Records from a point-labeling set
(begin)
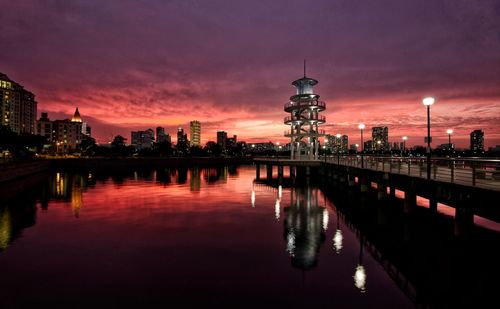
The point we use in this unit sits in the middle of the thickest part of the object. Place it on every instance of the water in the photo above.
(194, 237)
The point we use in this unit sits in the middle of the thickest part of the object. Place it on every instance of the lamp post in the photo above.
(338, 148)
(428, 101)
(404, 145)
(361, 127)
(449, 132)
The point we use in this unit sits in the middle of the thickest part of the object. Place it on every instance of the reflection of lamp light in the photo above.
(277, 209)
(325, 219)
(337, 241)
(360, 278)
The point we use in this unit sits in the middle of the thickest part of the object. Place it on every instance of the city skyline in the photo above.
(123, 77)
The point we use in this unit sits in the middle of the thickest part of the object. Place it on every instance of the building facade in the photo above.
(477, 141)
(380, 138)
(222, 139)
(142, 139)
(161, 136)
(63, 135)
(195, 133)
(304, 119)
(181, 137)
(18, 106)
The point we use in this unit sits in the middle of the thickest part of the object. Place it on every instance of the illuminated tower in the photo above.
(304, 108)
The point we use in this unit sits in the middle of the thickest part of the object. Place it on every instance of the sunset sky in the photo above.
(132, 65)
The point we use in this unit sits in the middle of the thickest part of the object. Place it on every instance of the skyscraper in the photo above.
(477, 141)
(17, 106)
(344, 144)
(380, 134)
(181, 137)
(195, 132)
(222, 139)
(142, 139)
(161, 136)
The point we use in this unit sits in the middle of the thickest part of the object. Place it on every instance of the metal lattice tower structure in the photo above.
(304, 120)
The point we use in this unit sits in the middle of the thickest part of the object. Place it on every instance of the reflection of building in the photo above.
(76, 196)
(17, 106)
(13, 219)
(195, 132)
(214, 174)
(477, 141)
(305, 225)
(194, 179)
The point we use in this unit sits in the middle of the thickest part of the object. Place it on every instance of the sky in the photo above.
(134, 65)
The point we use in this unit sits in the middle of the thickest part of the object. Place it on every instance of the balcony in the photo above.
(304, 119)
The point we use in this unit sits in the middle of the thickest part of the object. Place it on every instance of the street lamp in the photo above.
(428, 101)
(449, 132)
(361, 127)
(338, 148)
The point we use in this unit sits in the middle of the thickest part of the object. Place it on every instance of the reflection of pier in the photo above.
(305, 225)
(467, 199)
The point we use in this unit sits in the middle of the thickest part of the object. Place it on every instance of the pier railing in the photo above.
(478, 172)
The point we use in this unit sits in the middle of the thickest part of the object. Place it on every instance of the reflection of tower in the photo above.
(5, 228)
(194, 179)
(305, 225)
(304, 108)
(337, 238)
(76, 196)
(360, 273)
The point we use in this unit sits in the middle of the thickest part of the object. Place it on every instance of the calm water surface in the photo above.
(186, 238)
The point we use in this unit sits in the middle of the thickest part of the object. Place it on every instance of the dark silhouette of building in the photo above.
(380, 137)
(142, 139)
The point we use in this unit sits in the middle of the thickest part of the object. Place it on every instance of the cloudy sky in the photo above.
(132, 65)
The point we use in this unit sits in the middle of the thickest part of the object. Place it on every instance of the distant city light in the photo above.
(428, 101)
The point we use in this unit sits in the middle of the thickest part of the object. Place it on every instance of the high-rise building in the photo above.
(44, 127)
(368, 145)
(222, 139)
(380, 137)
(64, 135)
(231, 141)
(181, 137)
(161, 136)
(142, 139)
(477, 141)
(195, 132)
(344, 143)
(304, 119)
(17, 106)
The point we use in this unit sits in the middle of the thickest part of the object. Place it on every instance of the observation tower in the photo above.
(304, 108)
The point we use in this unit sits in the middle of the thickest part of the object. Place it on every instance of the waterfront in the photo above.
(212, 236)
(end)
DO THIS. Copy out the records above without any change, starting at the line that contains "high-rise building in the photo above." and running through the final line of the records.

FINISHED ANSWER.
The point we use in this unit sits in the middle of the thickest part of the object. Place it on every instance of the high-rise building in the photo above.
(44, 127)
(368, 145)
(222, 139)
(380, 137)
(64, 135)
(231, 141)
(181, 137)
(161, 136)
(142, 139)
(477, 141)
(195, 132)
(344, 143)
(304, 119)
(17, 106)
The point we use in this unit sits in the middle of the thickest part of the object. Place it on every instance of the observation tower in the photo above.
(304, 108)
The point we use in this unit sits in the middle of the thickest part of the object. Place it on every instance of the waterfront in the photo above.
(212, 236)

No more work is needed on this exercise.